◆ Task statement ◆
From the records, pick out and copy each line containing "mountain".
+-------+
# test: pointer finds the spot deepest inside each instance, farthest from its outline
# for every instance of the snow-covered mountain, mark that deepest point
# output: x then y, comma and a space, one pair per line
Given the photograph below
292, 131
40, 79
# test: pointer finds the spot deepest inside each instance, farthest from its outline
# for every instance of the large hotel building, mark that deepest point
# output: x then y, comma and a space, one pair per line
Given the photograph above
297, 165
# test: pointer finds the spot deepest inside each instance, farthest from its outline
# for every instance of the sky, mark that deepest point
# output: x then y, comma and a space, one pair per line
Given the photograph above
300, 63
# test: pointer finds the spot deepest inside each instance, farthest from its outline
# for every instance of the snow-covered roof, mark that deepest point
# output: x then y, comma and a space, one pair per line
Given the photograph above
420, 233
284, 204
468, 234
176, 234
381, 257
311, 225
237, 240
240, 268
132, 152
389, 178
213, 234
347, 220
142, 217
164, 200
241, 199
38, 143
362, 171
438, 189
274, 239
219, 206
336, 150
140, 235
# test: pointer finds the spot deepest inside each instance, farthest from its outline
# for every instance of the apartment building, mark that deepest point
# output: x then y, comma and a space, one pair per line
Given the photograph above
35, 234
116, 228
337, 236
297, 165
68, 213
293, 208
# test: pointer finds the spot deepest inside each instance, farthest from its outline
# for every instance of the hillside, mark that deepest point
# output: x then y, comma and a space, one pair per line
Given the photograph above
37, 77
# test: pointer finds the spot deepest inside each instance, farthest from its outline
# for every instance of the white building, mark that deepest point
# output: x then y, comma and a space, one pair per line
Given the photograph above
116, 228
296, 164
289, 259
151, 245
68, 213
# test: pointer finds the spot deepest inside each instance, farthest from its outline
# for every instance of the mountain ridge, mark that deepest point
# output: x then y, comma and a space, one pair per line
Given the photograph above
+-------+
◆ Answer section ◆
# for every instance of the snow-covered mountain, mark that deepest point
# for every instance of the mountain ridge, mark that deepest point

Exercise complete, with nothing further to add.